- PROBLEM DESCRIPTION -
If the records below hold pictures, omit them, and print exactly the lines from the first line through the line containing "box: [528, 591, 546, 615]", inclusive.

□ □ □

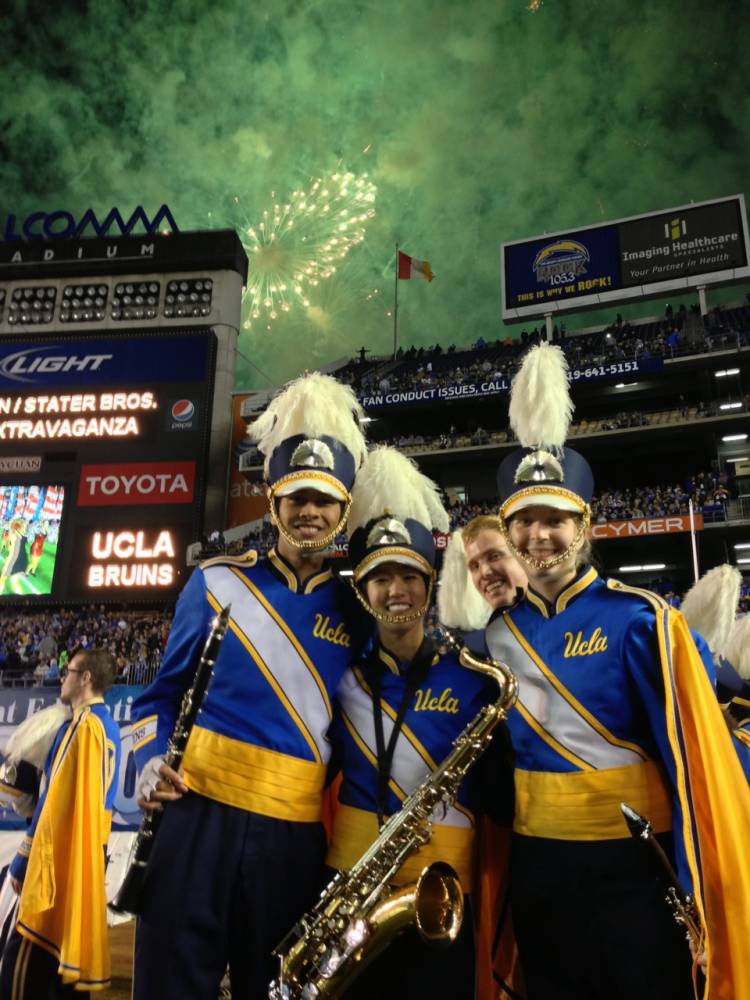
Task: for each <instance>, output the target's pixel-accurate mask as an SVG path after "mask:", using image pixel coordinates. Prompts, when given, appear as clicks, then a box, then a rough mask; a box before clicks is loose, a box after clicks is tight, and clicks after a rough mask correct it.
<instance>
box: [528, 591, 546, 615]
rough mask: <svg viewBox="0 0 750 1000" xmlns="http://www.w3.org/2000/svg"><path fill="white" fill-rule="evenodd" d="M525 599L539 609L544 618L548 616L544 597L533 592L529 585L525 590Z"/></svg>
mask: <svg viewBox="0 0 750 1000" xmlns="http://www.w3.org/2000/svg"><path fill="white" fill-rule="evenodd" d="M526 600H527V601H529V603H530V604H533V605H534V607H535V608H536V609H537V611H540V612H541V613H542V614H543V615H544V617H545V618H549V611H548V610H547V604H546V602H545V600H544V598H543V597H539V596H538V595H537V594H535V593H534V591H533V590H532V589H531V587H529V588H528V590H527V591H526Z"/></svg>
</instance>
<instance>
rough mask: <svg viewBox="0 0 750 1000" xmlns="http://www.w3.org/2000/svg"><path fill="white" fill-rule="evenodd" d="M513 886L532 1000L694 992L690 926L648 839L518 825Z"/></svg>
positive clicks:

□ □ □

- RESULT BELOW -
Task: for each <instance>, output the target's pixel-accurate mask as an SVG path after "mask:", using image pixel coordinates. Prompts, when given, appear as clicks, then a box, then a rough mask; a box before clicks is loose, a box after clicks is tight, and clicks after a rough mask correct it.
<instance>
box: [528, 591, 546, 615]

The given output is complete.